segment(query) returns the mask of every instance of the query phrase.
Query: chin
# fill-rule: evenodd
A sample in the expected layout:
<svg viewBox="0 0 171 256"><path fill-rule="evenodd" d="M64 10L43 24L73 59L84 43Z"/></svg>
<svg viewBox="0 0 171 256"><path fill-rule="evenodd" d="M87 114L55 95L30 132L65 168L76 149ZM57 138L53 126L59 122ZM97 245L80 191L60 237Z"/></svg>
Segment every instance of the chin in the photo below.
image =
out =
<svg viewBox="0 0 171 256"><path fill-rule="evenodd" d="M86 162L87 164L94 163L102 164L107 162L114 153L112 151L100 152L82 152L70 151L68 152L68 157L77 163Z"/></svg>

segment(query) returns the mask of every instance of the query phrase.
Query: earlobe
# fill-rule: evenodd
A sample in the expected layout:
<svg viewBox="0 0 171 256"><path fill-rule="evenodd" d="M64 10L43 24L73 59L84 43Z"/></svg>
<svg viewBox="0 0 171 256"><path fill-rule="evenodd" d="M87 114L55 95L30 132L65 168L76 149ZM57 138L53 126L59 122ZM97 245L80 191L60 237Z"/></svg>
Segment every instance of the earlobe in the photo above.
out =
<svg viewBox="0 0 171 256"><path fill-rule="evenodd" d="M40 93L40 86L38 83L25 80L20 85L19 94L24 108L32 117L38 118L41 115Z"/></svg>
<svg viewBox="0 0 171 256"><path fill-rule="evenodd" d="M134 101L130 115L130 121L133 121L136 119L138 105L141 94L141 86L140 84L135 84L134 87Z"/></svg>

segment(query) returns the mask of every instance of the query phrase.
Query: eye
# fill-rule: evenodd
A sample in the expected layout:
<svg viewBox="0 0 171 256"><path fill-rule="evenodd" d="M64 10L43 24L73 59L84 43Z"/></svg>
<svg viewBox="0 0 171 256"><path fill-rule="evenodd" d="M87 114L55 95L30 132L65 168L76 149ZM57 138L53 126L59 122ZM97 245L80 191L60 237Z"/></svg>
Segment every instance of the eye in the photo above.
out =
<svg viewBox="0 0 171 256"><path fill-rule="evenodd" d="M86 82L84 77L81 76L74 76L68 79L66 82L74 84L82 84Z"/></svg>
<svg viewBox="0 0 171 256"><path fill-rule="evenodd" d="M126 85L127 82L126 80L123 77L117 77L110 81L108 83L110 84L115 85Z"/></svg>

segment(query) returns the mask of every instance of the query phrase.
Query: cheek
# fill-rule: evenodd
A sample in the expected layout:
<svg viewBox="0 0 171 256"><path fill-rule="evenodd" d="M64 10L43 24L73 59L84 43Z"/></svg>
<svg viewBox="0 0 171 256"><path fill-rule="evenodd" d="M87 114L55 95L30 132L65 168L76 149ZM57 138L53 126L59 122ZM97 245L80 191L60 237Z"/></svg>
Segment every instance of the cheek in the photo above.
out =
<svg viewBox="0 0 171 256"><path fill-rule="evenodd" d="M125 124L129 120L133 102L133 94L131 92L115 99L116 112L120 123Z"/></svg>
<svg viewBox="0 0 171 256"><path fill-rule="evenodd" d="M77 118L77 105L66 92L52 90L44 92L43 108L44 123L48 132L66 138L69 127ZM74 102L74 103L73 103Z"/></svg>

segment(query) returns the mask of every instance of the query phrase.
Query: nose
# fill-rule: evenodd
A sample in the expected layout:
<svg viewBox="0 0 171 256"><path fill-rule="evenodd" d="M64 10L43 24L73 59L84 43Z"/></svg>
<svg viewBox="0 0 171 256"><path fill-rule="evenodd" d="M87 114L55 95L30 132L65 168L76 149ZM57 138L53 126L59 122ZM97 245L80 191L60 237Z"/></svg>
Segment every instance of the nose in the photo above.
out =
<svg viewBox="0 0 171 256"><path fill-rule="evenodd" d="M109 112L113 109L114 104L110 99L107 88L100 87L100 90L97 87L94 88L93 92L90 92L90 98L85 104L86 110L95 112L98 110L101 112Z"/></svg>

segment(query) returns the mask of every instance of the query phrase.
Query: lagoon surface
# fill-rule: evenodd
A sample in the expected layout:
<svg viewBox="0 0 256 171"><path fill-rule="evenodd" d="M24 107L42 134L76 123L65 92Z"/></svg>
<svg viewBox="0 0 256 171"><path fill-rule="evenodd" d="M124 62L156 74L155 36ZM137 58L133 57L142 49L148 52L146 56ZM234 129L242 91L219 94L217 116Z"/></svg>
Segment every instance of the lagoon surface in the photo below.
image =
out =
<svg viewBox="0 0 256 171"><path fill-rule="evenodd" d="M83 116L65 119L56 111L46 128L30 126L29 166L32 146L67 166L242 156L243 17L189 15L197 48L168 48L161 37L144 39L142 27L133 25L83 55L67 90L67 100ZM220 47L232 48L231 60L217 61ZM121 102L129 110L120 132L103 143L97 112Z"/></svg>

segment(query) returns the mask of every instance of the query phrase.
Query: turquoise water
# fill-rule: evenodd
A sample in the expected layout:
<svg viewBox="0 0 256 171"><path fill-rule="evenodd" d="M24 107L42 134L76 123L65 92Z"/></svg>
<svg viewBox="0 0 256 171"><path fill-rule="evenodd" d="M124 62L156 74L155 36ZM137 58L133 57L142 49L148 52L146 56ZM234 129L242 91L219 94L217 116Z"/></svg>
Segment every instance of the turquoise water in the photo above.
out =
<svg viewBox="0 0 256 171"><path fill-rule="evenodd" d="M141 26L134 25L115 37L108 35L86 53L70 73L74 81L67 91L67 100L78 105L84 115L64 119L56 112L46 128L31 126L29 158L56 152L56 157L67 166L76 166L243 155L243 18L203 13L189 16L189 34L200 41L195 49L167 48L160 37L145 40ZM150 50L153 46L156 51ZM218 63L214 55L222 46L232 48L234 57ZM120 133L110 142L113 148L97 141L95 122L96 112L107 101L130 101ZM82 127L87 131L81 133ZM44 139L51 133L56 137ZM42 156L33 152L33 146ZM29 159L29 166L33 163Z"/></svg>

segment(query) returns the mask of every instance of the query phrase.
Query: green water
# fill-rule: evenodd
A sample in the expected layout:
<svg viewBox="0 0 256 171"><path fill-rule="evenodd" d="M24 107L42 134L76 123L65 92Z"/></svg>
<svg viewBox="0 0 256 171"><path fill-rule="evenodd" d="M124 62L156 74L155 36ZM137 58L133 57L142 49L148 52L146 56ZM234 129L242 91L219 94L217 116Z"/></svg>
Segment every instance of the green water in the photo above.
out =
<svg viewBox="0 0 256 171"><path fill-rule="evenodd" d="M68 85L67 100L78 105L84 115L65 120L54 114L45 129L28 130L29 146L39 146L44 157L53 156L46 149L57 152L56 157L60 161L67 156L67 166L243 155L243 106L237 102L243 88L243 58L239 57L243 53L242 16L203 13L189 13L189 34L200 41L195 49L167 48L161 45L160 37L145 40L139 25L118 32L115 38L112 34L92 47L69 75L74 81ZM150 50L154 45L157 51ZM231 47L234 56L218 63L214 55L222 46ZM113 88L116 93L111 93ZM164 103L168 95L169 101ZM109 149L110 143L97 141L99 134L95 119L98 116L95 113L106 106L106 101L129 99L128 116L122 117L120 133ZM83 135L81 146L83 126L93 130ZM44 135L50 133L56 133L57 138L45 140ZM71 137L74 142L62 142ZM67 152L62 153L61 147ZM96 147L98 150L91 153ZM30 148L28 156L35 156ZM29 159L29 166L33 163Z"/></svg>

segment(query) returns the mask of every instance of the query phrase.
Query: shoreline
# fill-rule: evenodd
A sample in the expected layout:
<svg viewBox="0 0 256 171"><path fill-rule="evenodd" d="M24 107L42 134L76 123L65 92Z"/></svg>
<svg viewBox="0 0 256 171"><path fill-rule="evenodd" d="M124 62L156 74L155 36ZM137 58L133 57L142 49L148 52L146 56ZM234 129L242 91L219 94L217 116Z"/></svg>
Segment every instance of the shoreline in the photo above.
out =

————————

- Exercise -
Pick out every line of the records above that contains the word "below". Case counts.

- Output of the task -
Segment every instance of the chin in the photo below.
Segment every instance of the lagoon surface in the photo below.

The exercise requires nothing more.